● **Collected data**

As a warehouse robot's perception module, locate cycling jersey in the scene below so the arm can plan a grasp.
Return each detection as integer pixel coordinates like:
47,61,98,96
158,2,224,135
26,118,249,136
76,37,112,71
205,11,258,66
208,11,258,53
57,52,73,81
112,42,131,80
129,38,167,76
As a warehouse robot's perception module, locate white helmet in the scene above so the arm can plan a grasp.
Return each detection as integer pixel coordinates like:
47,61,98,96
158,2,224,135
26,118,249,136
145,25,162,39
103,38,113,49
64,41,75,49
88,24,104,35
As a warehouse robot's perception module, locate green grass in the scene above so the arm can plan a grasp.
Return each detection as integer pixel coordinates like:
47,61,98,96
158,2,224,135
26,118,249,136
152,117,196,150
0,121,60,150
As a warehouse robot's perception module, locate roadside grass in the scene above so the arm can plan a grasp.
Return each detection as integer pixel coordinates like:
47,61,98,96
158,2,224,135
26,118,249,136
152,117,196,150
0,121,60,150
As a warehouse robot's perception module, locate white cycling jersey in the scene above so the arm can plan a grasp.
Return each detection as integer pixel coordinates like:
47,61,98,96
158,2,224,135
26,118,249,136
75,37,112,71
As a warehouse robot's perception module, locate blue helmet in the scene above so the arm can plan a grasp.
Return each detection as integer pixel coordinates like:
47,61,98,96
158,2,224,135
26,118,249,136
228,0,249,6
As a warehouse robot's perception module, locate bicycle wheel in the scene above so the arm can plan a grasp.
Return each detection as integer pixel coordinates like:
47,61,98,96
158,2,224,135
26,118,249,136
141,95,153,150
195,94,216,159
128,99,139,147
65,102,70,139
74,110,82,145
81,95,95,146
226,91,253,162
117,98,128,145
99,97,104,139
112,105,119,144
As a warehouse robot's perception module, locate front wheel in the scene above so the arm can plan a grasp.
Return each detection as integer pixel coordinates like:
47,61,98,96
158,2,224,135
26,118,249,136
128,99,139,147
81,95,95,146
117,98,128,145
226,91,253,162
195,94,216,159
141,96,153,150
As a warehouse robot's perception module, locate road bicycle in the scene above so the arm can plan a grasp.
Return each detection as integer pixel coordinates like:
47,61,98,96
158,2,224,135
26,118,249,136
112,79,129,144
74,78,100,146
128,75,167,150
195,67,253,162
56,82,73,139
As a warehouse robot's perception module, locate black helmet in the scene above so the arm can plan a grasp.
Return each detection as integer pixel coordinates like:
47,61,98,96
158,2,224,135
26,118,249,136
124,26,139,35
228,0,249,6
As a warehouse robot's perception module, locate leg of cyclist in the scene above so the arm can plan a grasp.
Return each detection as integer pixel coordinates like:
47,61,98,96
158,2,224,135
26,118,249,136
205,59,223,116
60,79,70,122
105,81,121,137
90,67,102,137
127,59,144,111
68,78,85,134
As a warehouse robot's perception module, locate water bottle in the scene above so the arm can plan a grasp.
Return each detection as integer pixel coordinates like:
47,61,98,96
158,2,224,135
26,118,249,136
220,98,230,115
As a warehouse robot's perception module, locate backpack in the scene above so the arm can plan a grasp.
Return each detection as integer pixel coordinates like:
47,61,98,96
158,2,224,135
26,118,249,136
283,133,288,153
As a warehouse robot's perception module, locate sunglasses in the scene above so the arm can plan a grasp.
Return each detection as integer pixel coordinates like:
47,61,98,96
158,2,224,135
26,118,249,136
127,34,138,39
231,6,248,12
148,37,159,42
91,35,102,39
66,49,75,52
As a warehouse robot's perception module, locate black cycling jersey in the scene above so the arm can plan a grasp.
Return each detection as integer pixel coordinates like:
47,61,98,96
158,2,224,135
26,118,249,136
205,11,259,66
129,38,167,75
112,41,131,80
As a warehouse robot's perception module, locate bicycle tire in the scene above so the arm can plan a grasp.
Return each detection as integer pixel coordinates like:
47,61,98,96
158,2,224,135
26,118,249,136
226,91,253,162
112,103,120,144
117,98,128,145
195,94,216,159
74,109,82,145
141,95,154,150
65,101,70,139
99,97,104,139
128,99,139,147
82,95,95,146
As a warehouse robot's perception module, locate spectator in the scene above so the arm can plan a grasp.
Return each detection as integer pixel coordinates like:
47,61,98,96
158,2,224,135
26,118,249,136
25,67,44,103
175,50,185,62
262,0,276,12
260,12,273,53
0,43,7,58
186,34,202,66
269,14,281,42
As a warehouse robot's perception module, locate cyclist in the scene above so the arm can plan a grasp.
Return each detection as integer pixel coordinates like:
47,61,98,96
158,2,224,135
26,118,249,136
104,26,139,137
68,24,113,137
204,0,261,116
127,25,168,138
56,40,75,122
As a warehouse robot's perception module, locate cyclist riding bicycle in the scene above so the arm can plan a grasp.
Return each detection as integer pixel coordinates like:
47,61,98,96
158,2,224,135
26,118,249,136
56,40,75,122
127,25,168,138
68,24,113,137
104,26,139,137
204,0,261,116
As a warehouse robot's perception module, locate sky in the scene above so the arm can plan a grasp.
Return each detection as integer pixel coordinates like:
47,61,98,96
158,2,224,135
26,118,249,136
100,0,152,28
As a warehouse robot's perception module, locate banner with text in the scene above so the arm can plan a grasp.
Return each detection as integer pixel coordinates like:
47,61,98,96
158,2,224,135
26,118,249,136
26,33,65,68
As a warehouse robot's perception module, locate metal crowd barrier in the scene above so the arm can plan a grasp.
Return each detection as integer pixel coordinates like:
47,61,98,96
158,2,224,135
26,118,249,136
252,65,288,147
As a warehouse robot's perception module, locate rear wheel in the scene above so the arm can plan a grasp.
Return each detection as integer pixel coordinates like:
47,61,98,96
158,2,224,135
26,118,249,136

● **PROBLEM**
Copy every line of the data that carries the word "cyclist".

● **SOLUTION TO THIS TASK**
As a warehouse robot's perception module, locate leg of cyclist in the scene above so the arm can plan a grasp.
As a warehouse robot's perception module, locate cyclist in the scene above so the arm can plan a grasp.
As a warehouse robot's perception module, locate cyclist riding bicycle in the scene above so the arm can plan a grasp.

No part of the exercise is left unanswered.